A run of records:
****************************************

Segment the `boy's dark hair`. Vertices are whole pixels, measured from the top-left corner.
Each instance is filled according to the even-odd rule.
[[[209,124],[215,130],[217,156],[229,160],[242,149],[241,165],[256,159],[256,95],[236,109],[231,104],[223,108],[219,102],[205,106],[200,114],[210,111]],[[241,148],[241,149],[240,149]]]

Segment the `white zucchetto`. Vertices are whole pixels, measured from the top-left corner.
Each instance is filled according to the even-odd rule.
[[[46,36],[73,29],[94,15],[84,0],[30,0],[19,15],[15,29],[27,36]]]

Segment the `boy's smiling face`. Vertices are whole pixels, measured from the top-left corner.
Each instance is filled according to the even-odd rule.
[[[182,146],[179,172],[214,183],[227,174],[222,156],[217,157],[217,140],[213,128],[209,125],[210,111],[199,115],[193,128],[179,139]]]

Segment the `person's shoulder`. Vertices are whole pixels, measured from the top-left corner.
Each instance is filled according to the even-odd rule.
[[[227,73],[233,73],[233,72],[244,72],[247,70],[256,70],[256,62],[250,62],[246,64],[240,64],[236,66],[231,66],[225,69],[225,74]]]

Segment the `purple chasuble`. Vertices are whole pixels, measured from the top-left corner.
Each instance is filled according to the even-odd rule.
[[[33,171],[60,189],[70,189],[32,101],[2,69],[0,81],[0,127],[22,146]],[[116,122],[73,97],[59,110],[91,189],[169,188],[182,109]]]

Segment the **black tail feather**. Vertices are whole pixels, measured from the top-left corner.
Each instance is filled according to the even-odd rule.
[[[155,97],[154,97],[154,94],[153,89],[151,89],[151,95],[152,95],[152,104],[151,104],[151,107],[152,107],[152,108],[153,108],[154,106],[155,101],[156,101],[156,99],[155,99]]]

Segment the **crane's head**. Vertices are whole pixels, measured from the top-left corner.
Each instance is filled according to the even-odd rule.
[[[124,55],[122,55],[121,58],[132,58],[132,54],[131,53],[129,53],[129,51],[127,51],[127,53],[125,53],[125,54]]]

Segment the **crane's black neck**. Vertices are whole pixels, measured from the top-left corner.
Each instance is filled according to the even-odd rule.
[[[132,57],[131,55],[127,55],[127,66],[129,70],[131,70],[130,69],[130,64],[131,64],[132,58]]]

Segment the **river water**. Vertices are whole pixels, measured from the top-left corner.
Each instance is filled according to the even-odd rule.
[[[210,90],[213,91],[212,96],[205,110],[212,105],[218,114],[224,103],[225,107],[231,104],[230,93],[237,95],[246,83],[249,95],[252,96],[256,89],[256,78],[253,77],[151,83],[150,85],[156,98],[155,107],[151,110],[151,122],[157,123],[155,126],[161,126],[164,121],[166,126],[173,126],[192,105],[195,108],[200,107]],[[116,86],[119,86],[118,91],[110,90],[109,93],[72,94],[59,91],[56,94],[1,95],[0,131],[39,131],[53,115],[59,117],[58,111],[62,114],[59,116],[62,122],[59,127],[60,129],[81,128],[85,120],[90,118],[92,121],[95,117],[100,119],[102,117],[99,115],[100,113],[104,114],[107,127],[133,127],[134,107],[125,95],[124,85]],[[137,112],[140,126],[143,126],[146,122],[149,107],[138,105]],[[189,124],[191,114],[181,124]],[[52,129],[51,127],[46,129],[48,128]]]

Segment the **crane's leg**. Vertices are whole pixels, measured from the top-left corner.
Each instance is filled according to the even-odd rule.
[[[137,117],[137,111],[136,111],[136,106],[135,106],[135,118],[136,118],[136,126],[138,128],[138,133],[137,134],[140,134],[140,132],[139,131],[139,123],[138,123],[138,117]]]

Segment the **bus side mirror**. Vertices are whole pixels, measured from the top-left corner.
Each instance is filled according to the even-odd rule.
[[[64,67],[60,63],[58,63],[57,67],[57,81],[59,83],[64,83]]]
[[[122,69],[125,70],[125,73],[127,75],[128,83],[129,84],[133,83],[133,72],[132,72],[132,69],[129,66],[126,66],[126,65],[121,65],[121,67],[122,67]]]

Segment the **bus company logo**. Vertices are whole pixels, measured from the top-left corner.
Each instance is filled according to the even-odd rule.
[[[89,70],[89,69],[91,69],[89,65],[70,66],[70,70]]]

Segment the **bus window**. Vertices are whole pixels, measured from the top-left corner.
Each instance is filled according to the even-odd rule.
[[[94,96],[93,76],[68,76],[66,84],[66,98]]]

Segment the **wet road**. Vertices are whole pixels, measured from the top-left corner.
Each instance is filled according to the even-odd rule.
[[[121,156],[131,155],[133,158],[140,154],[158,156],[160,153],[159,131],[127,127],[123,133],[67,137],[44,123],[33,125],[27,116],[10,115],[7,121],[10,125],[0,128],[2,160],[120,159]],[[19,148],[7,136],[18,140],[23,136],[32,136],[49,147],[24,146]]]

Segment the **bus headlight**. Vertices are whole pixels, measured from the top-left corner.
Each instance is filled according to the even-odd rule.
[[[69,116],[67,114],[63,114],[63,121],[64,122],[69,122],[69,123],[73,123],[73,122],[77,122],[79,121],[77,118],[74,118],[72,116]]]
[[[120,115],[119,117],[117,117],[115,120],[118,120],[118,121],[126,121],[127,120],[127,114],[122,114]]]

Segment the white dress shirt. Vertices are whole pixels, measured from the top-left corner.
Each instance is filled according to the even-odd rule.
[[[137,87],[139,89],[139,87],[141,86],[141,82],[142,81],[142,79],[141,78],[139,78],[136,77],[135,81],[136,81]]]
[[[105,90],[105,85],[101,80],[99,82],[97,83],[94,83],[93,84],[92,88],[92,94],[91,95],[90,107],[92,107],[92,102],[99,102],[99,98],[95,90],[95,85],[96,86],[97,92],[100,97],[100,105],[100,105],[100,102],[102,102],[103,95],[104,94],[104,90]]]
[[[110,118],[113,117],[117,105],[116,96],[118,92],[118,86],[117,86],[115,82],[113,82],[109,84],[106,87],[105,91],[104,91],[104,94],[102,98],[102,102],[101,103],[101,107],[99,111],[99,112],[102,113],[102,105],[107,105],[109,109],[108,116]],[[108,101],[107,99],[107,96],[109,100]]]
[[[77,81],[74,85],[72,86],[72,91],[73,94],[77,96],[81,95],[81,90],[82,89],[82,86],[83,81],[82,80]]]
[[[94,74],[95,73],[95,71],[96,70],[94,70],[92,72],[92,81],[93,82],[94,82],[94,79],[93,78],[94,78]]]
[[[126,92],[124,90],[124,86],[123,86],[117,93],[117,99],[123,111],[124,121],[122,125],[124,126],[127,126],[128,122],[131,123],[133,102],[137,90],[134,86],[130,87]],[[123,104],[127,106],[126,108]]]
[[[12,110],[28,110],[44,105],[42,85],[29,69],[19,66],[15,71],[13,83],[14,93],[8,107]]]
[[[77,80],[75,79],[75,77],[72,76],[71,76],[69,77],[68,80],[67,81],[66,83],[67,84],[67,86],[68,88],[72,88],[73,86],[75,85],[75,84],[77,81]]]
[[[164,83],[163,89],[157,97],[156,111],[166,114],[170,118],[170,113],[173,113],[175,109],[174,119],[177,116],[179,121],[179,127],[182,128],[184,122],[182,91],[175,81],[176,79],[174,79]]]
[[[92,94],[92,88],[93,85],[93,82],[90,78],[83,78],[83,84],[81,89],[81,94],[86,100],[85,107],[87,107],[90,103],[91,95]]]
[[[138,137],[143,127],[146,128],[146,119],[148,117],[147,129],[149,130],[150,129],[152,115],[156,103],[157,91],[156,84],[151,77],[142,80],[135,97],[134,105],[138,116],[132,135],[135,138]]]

****************************************

Each line of the material above needs to be quoted exactly, please.

» RESULT BELOW
Segment the `boy's dark hair`. Vertices are whole pixels, measured from the top-left corner.
Each instance is filled according to the even-odd rule.
[[[209,124],[215,130],[217,156],[229,160],[242,149],[241,165],[256,159],[256,95],[236,109],[231,104],[223,108],[219,102],[205,106],[200,114],[210,111]],[[241,148],[241,149],[240,149]]]

Segment the `white zucchetto`. Vertices are whole pixels, measured from the top-left corner.
Each instance is filled according to the even-odd rule.
[[[46,36],[73,29],[94,15],[84,0],[30,0],[19,15],[15,29],[27,36]]]

Segment the `boy's smiling face`. Vertices are whole pixels, measured from the top-left corner.
Each instance is filled according to the even-odd rule.
[[[182,146],[179,172],[214,183],[227,174],[222,156],[217,157],[217,140],[213,128],[209,125],[210,111],[199,115],[193,128],[179,139]]]

Segment the `person's shoulder`. Vertices are whole pixels, measured from the top-left corner.
Each instance is filled according to the even-odd rule.
[[[227,73],[233,73],[233,72],[244,72],[247,70],[256,70],[256,62],[250,62],[246,64],[240,64],[236,66],[231,66],[225,69],[225,74]]]

Segment the `purple chasuble`. Vertices are whole pixels, measured from the top-left corner.
Each instance is filled according to the even-odd rule.
[[[33,171],[60,189],[70,189],[32,101],[2,69],[0,81],[0,127],[22,146]],[[116,122],[73,97],[59,110],[91,189],[169,188],[182,109]]]

Segment the **black tail feather**. Vertices are whole pixels, measured from the top-left corner.
Each instance is filled according to the even-odd rule.
[[[155,97],[154,97],[154,94],[153,89],[151,89],[151,95],[152,95],[152,104],[151,104],[151,107],[152,107],[152,108],[153,108],[154,106],[155,101],[156,101],[156,99],[155,99]]]

Segment the **crane's head**. Vertices are whole pixels, measured from the top-left corner.
Each instance is filled according to the even-odd rule.
[[[124,55],[122,55],[121,58],[132,58],[132,54],[131,53],[129,53],[129,51],[127,51],[127,53],[125,53],[125,54]]]

Segment the **crane's black neck**. Vertices are whole pixels, measured from the top-left corner.
Each instance is filled according to the even-odd rule.
[[[132,57],[131,55],[127,55],[127,66],[129,70],[131,70],[130,69],[130,64],[131,64],[132,58]]]

Segment the **river water**. Vertices are whole pixels, measured from the top-left corner.
Each instance is filled according to the even-odd rule.
[[[210,90],[213,91],[212,96],[205,110],[212,105],[218,114],[224,103],[225,107],[231,104],[230,93],[237,95],[246,83],[249,95],[252,96],[256,89],[256,78],[253,77],[151,83],[150,85],[156,98],[155,107],[151,110],[151,122],[157,123],[155,126],[161,126],[164,121],[166,126],[173,126],[192,105],[195,108],[200,107]],[[116,86],[119,86],[118,91],[110,90],[109,93],[72,94],[59,91],[56,94],[1,95],[0,131],[39,131],[53,115],[59,117],[58,111],[62,114],[59,116],[62,122],[59,127],[60,129],[81,128],[85,120],[90,118],[92,121],[95,117],[100,119],[102,117],[99,115],[100,113],[104,114],[107,127],[133,127],[134,107],[125,95],[124,85]],[[137,112],[140,126],[143,126],[146,122],[149,107],[138,105]],[[189,124],[191,114],[181,124]],[[52,129],[51,127],[46,129],[48,128]]]

Segment the **crane's leg**. Vertices are whole pixels, measured from the top-left corner.
Each instance is filled according to the even-odd rule.
[[[137,117],[137,111],[136,111],[136,106],[135,106],[135,118],[136,118],[136,126],[138,128],[138,133],[137,134],[140,134],[140,132],[139,131],[139,123],[138,123],[138,117]]]

Segment the **bus side mirror**. Vertices are whole pixels, measured from the top-left corner.
Each instance is filled according to the even-odd rule.
[[[64,67],[60,63],[58,63],[57,67],[57,81],[59,83],[64,83]]]
[[[122,69],[125,70],[125,73],[127,75],[128,83],[129,84],[133,83],[133,72],[132,72],[132,69],[129,66],[126,66],[126,65],[121,65],[121,67],[122,67]]]

Segment the **bus company logo**. Vertices are whole pixels, measured from the top-left corner.
Each instance is filled according to the even-odd rule.
[[[89,70],[89,69],[91,69],[89,65],[70,66],[70,70]]]

Segment the **bus window**. Vertices are whole pixels, measured from the top-left corner.
Each instance is filled according to the even-odd rule.
[[[94,96],[93,76],[68,76],[66,84],[66,98]]]

Segment the **wet road**. Vertices are whole pixels, measured from the top-left corner.
Each instance is filled according to the even-odd rule.
[[[121,156],[131,155],[133,158],[140,154],[158,156],[160,153],[159,131],[127,127],[123,133],[67,137],[44,123],[33,125],[27,116],[10,115],[7,121],[10,125],[0,128],[2,160],[120,159]],[[19,148],[7,136],[18,140],[23,136],[32,136],[49,147],[24,146]]]

Segment the **bus headlight**. Vertices are whole pixels, measured from the top-left corner.
Each instance is filled according to the even-odd rule.
[[[69,116],[67,114],[63,114],[63,121],[64,122],[69,122],[69,123],[73,123],[73,122],[77,122],[79,121],[77,118],[74,118],[72,116]]]
[[[120,115],[119,117],[117,117],[115,120],[118,120],[118,121],[126,121],[127,120],[127,114],[122,114]]]

Segment the white dress shirt. Vertices are whole pixels, measured from the top-left corner.
Each instance is filled according to the even-odd rule.
[[[137,87],[139,89],[139,87],[141,86],[141,82],[142,81],[142,79],[141,78],[139,78],[136,77],[135,81],[136,81]]]
[[[105,90],[105,85],[101,80],[99,82],[97,83],[94,83],[93,84],[92,88],[92,94],[91,95],[90,107],[92,107],[92,102],[99,102],[99,98],[95,90],[95,85],[96,86],[97,92],[100,97],[100,105],[100,105],[100,102],[102,102],[103,95],[104,94],[104,90]]]
[[[110,118],[113,117],[117,105],[116,96],[118,92],[118,86],[117,86],[115,82],[113,82],[109,84],[106,87],[105,91],[104,91],[104,94],[102,98],[102,102],[101,103],[101,107],[99,111],[99,112],[102,113],[102,105],[107,105],[109,109],[108,116]],[[108,101],[107,99],[107,96],[109,100]]]
[[[77,81],[74,85],[72,86],[72,91],[73,94],[77,96],[81,95],[81,90],[82,89],[82,86],[83,81],[82,80]]]
[[[94,74],[95,73],[95,71],[96,70],[94,70],[92,72],[92,81],[93,82],[94,82],[94,79],[93,78],[94,78]]]
[[[126,92],[124,90],[124,86],[123,86],[117,93],[117,99],[123,111],[124,121],[122,125],[124,126],[127,126],[128,122],[131,123],[133,102],[137,90],[134,86],[130,87]],[[123,104],[127,106],[126,108]]]
[[[12,110],[28,110],[44,105],[42,85],[29,69],[19,66],[15,71],[13,83],[14,93],[8,107]]]
[[[77,80],[75,79],[75,77],[72,76],[71,76],[69,77],[68,80],[67,81],[66,83],[67,84],[67,86],[68,88],[72,88],[73,86],[75,85],[75,84],[77,81]]]
[[[164,83],[163,89],[157,97],[156,111],[166,114],[170,118],[170,113],[173,113],[175,109],[174,119],[177,116],[179,121],[179,127],[182,128],[184,122],[182,91],[175,81],[176,79],[174,79]]]
[[[92,94],[92,88],[93,85],[93,82],[90,78],[83,78],[83,84],[81,89],[81,94],[86,100],[85,107],[87,107],[90,103],[91,95]]]
[[[138,137],[143,127],[146,128],[146,119],[148,117],[147,129],[149,130],[150,129],[152,115],[156,103],[157,91],[156,84],[151,77],[142,80],[135,97],[134,105],[138,116],[132,135],[135,138]]]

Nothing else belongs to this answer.